» **TASK DIRECTIONS**
Nothing may be added, dropped, or altered; restate the listing word for word.

┌──

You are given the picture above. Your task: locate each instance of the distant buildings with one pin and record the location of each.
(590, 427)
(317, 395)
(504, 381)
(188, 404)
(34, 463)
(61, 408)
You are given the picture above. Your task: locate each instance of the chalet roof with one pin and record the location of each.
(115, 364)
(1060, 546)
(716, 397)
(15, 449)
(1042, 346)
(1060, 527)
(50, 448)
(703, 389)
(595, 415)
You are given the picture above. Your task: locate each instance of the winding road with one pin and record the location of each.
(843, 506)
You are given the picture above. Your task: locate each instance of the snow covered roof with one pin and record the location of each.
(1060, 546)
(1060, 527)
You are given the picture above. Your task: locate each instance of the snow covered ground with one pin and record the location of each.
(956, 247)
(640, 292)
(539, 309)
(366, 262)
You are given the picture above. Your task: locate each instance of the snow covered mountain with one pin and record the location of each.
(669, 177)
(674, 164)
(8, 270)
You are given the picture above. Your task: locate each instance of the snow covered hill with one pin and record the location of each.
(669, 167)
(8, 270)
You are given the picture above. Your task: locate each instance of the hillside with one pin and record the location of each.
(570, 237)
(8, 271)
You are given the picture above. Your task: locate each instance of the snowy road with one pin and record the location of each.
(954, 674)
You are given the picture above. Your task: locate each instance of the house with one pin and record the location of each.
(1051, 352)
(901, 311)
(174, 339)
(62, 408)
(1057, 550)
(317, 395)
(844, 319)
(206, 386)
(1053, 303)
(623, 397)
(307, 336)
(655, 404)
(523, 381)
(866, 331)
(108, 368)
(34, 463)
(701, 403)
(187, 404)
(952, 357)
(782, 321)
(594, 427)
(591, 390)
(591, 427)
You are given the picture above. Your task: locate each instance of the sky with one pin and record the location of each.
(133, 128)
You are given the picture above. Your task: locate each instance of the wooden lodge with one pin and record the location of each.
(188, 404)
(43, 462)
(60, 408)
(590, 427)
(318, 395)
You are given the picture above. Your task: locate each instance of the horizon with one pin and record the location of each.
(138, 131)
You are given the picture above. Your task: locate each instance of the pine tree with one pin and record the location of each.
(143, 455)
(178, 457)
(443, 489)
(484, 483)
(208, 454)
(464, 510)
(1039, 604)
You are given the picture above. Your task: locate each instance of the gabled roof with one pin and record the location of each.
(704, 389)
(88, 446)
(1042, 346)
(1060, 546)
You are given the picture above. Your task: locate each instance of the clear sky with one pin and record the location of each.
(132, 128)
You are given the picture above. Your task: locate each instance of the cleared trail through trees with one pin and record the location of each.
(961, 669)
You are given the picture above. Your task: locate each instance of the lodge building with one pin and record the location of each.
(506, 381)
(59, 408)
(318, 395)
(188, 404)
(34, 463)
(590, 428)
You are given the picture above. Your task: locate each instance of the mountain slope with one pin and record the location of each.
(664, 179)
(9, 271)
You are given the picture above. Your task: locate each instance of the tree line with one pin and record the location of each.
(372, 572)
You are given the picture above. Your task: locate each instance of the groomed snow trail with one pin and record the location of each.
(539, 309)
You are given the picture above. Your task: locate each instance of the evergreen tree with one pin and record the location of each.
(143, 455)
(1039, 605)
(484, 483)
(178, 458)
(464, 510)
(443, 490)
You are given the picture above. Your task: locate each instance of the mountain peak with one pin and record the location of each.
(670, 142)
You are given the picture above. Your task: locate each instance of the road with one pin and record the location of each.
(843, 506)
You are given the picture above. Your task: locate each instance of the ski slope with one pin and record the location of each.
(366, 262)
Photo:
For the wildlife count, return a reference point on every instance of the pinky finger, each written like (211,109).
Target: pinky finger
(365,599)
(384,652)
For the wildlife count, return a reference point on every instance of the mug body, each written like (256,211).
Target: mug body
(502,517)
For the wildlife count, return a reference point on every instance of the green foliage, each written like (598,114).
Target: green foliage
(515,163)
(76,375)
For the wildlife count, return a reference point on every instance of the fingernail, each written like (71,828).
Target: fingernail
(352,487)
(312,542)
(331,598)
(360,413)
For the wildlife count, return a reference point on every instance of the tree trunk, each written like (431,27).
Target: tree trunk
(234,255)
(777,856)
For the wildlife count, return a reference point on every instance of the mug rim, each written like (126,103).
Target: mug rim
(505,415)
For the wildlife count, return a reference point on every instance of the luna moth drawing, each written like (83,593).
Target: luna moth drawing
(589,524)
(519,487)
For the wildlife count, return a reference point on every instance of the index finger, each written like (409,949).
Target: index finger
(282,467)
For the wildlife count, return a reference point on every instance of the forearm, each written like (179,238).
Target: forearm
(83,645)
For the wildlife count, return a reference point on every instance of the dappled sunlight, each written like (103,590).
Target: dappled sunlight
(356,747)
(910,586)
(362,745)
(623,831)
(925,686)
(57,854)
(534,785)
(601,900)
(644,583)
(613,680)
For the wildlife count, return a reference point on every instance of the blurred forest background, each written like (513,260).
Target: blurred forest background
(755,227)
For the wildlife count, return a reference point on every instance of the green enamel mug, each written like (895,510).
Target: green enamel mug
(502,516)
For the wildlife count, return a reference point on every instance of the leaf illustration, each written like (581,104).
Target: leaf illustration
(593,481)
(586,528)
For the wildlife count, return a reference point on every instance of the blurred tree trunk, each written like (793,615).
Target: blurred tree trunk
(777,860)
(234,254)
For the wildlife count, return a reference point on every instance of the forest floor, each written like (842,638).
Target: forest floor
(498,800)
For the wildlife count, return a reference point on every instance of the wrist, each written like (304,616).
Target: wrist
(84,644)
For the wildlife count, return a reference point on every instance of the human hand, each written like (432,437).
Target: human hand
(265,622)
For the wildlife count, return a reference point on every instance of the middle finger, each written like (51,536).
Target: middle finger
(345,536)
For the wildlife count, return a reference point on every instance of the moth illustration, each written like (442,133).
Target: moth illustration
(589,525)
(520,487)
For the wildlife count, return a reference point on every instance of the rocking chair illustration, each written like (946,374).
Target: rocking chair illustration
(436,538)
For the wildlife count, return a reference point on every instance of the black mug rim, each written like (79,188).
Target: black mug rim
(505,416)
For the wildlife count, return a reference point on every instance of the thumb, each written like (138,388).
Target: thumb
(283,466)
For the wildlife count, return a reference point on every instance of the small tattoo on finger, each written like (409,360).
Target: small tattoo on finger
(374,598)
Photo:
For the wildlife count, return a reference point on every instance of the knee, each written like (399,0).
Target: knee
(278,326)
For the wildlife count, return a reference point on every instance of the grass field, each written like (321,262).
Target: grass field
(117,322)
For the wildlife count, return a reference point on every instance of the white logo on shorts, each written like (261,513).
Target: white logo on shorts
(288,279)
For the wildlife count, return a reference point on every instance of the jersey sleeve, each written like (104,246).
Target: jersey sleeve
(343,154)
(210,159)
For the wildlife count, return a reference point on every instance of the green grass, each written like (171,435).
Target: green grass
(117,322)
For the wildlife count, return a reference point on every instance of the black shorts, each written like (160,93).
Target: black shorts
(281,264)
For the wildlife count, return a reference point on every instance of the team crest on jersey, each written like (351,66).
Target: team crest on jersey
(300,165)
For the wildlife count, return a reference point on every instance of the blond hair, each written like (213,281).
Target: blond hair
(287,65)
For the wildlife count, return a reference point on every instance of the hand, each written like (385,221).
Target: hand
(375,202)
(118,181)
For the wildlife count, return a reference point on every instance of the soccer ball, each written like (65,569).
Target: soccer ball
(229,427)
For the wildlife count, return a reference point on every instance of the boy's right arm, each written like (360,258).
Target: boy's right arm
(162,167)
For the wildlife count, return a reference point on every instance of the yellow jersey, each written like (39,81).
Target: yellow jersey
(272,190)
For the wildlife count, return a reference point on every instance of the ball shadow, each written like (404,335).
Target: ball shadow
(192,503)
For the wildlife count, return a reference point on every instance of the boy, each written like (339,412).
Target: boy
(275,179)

└──

» **SOLUTION**
You are given the picture above. Your task: locate each instance of the distant buildings with one pin and record the location of each.
(590, 427)
(317, 395)
(504, 381)
(188, 404)
(34, 463)
(61, 408)
You are given the picture above. Your task: locate each instance of the chalet roof with one pin and record the location of each.
(115, 364)
(1060, 546)
(716, 397)
(15, 449)
(1042, 346)
(1060, 527)
(50, 448)
(703, 389)
(595, 415)
You are given the picture above. Your task: locate each instance of the winding road with one pin and record the location of each.
(843, 506)
You are given the picture above. Your task: locate each instance of the snow covered roof with one pin and record the location of each.
(1060, 546)
(1060, 527)
You are given the picture above. Your task: locate each instance of the snow covered ground with one pin and record the location of each.
(956, 247)
(640, 292)
(539, 309)
(366, 262)
You are given the picture above. Your task: locate each instance of the snow covered mountain with one pin and record the location of each.
(669, 177)
(674, 164)
(8, 270)
You are given the picture above. Your task: locate each instance of the snow covered hill with one pin and record the location of each.
(669, 167)
(8, 270)
You are given the picture above. Your task: locate each instance of the hillside with one pin and record the location of each.
(570, 237)
(8, 271)
You are given the picture above. Your task: locate each instance of the snowy road with one pin and record the location of each.
(954, 674)
You are given the picture above. Your task: locate each instance of the house with one pin and record the location of each.
(1051, 352)
(901, 311)
(174, 339)
(62, 408)
(1057, 550)
(317, 395)
(844, 319)
(206, 386)
(1053, 303)
(623, 397)
(307, 336)
(655, 404)
(523, 381)
(866, 331)
(108, 368)
(34, 463)
(701, 403)
(187, 404)
(952, 357)
(782, 321)
(594, 427)
(591, 390)
(591, 427)
You are given the picture above. Your task: locate each instance of the sky with one pin and record the location of each.
(133, 128)
You are given the picture above. Your task: locate each instance of the wooden lodge with one pin and record the location of each.
(188, 404)
(43, 462)
(60, 408)
(590, 427)
(318, 395)
You are given the picture above. Your task: locate each instance of the horizon with one pin and record the location of each.
(138, 131)
You are given the picture above. Your task: locate each instance of the pine tree with one pin and record the location of each.
(143, 455)
(178, 457)
(443, 489)
(484, 483)
(208, 454)
(464, 510)
(1039, 604)
You are given the picture above. Your task: locate each instance of the gabled roof with one pin and record the location of each.
(704, 389)
(88, 446)
(1042, 346)
(1060, 546)
You are given the picture above. Your task: locate each instance of the clear sky with one pin and record the location of each.
(132, 128)
You are given the picture above. Your task: locate each instance of the cleared trail through trees with one pin and record the location of each.
(961, 669)
You are given the picture above. Your task: locate each instance of the lodge building with one pin and record the location of each.
(506, 381)
(59, 408)
(318, 395)
(188, 404)
(34, 463)
(590, 428)
You are given the picture above. Your task: locate each instance of the mountain slope with one pin and record the location of each.
(664, 179)
(9, 271)
You are given the picture above. Your task: locate each instance of the tree line with one pin and record the location of each.
(372, 572)
You are given the picture above. Your task: locate each instance of the groomed snow trail with one pin and record the location of each.
(539, 309)
You are given the picture above. Your task: locate each instance of the evergreen tree with one pin and record the location of each.
(143, 455)
(1039, 605)
(484, 483)
(178, 458)
(464, 510)
(443, 490)
You are given the picture above. Your task: locate each instance of the mountain peak with one pin and record the location of each.
(670, 142)
You are given the picture above. Your task: locate each instance of the road with one pin and record the location of each.
(843, 506)
You are given the picture above. Your task: locate each instance of the ski slope with one pin and record the location of each.
(366, 262)
Photo:
For the wildlife count, return a reference point on every instance of the pinky finger, each written like (211,109).
Target: pinky finger
(365,599)
(384,652)
For the wildlife count, return a reference point on every instance of the mug body, each written like (256,211).
Target: mug body
(502,517)
For the wildlife count, return a reference point on every instance of the green foliage, each written like (598,114).
Target: green foliage
(515,163)
(76,375)
For the wildlife count, return a reference point on every instance of the fingernail, each written like (71,828).
Target: fingernail
(352,487)
(312,542)
(331,598)
(360,413)
For the wildlife count, return a reference point on every instance of the tree trunk, each written like (431,27).
Target: tree trunk
(234,255)
(777,856)
For the wildlife count, return a reference point on every instance of the mug rim, each written like (126,103).
Target: mug rim
(505,415)
For the wildlife count, return a reference point on every instance of the luna moth drawing, each written like (83,593).
Target: luna moth drawing
(589,524)
(519,487)
For the wildlife count, return a reference point on every instance of the index finger, each written like (409,949).
Target: index finger
(282,467)
For the wildlife count, return a reference point on every instance of the forearm, each written like (179,238).
Target: forearm
(83,645)
For the wildlife count, return a reference point on every instance of the dappled sunlight, each written like (103,590).
Target: dappled sunlight
(356,747)
(910,586)
(362,745)
(623,831)
(925,686)
(57,854)
(534,785)
(601,900)
(644,583)
(613,680)
For the wildlife count, return a reference point on every instance of the blurred forest background, each written like (513,260).
Target: blurred forest background
(755,227)
For the wildlife count, return a reference point on every instance of the green enamel mug, each written like (895,510).
Target: green enamel mug
(502,516)
For the wildlife count, return a reference point on every instance of the leaf illustration, each written like (581,104).
Target: leaf illustration
(593,481)
(586,528)
For the wildlife count, return a reference point on every instance of the blurred tree trunk, each written like (793,615).
Target: blurred tree trunk
(777,860)
(234,254)
For the wildlife count, return a reference point on every instance of the forest floor, each written like (842,638).
Target: forest floor
(498,800)
For the wildlife count, return a reference point on every instance of the wrist, each written like (304,616).
Target: wrist
(84,644)
For the wildlife count, return a reference point on every instance of the human hand, each written like (432,437).
Target: human hand
(265,622)
For the wildlife count, return a reference point on every instance of the middle finger, each written like (51,536).
Target: middle finger
(345,536)
For the wildlife count, return a reference point on every instance of the moth illustration, each written like (442,133).
Target: moth illustration
(589,525)
(520,487)
For the wildlife count, return a reference point on every instance of the rocking chair illustration, each written like (946,374).
Target: rocking chair illustration
(436,538)
For the wildlife count, return a reference point on every instance of the black mug rim, each written like (79,188).
Target: black mug rim
(505,416)
For the wildlife count, return a reference point on every instance of the thumb, each written like (138,388).
Target: thumb
(283,466)
For the wildlife count, return a reference point on every instance of the small tattoo on finger, each written like (409,360).
Target: small tattoo on finger
(374,598)
Photo:
For the wildlife count, return a reference point on every instance of the knee, each written like (399,0).
Target: knee
(278,326)
For the wildlife count, return a reference point on every instance of the grass field, each written like (321,262).
Target: grass field
(117,322)
For the wildlife count, return a reference point on every instance of the white logo on shorts, each written like (261,513).
Target: white logo on shorts
(288,279)
For the wildlife count, return a reference point on every instance of the jersey sleeve, each written like (104,246).
Target: jersey sleeve
(343,154)
(210,159)
For the wildlife count, return a reference point on every instance of the green grass, each written like (171,435).
Target: green grass
(117,322)
For the wildlife count, return a reference point on every instance of the black shorts, each written like (160,93).
Target: black shorts
(281,264)
For the wildlife count, return a reference point on every instance of the team crest on jersey, each written like (351,66).
Target: team crest on jersey
(300,165)
For the wildlife count, return a reference point on every instance of the blond hair, each written like (213,281).
Target: blond hair
(287,65)
For the wildlife count, return a reference point on every instance of the hand, each written like (385,221).
Target: hand
(375,202)
(118,181)
For the wildlife count, return a reference point on every instance of the soccer ball, each written like (65,569).
Target: soccer ball
(229,427)
For the wildlife count, return a reference point on every instance of the boy's right arm, each written like (360,258).
Target: boy's right arm
(162,167)
For the wildlife count, return a reference point on every instance of the yellow jersey, each written like (39,81).
Target: yellow jersey
(272,190)
For the wildlife count, return a reference point on every instance of the ball shadow, each written like (404,335).
Target: ball shadow
(192,503)
For the wildlife count, return a reference point on every instance of the boy, each written like (339,412).
Target: boy
(275,179)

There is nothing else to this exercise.